PROMPT A:
The forum thread below defends the Queen's Gambit Accepted even though black does not keep the pawn. In one to three sentences, give the reason it offers.

QUOTED PASSAGE:
My personal favourite is the queen gambit( I don't use it as a real gambit): a more positional opening than the very tactical king's gambit. And I think the king's gambit is not very sound due to the fischer defence which seems very nice for black.
Queen's gambit absolutely
thank you very much :D
These two openings don't even have any remote similarities. The QG isn't quite a gambit and it leads to fairly solid positions. The wildest you can get in the QG is in the Semi-Slav Botvinnik as well as the Semi-Slav Anti Moscow.
The KG on the other hand is very tactical and wild. Very risky too, especially if black knows how to defend well.
Naturally as I play it, my vote goes for the QG. But it is played very often for a reason: Its good.
it is so rare to see QGA that its not much of a gambit anymore.
ok, i should play the QG more than...
Eric_C, isn't the main line 2...dxc4 3.e3 c5 Bxc4? I hardly see 3.e4 nowadays.
The main line is 3 Nf3 guys, and I don't think black holds the pawn even if he tries as hard as he can. Of course, there are numerous true gambit lines branching off of the QG if that's what white wants, but he certainly doesn't have to play it that way.
However, to whoever said the QGA isn't seen nowadays, that's completely false. I too used to think that ...dxc4 had little point if he doesn't even keep the pawn, but it's a completely viable opening. Black just improves his position while white regains the pawn, has ...c5 coming soon, and can develop his pieces more actively than in most QG's. White has more possibilities in the center, but it's an equal trade for black's solid structure and good development.
But there is TONS of counter's against QG!!! i think more than KG!!! but usually playing the KG it leaves it easily check mated while black can devolope castle...
White..i think...if he plays d4...i guess
3. e4 may not be the main line, but it should be. From my own experiences on ICCF, 3. e4 is white's best shot at a tactical win against the QGA.
That doesn't mean it should be main line. Also 3 e4 is a little less popular than the other moves.

PROMPT B:
Reproduce the entries that follow the forum thread line for line, leaving out the pictures.

EXERCISE INPUTS:
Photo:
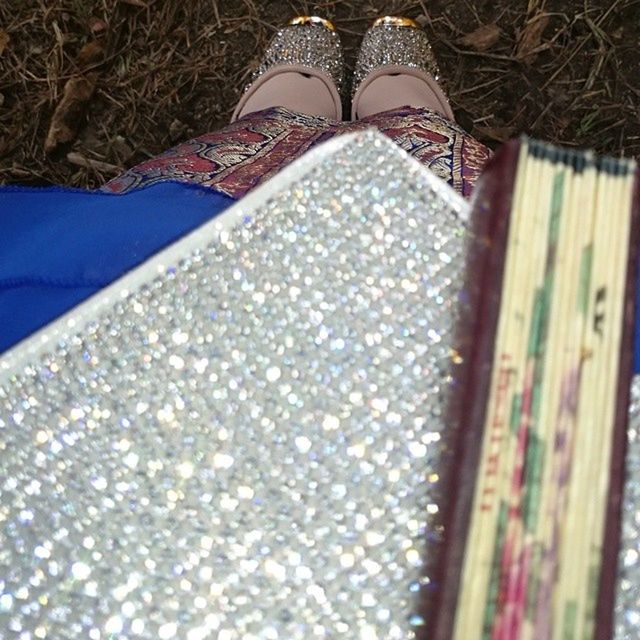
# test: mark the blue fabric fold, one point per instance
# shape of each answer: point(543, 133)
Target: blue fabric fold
point(60, 246)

PROBLEM SOLUTION A:
Black improves his position while white regains the pawn, has ...c5 coming soon, and can develop his pieces more actively than in most Queen's Gambit lines. White has more possibilities in the center, but the thread calls that an equal trade for black's solid structure and good development.

PROBLEM SOLUTION B:
Photo:
# test: mark the blue fabric fold, one point per instance
# shape of each answer: point(543, 133)
Target: blue fabric fold
point(60, 246)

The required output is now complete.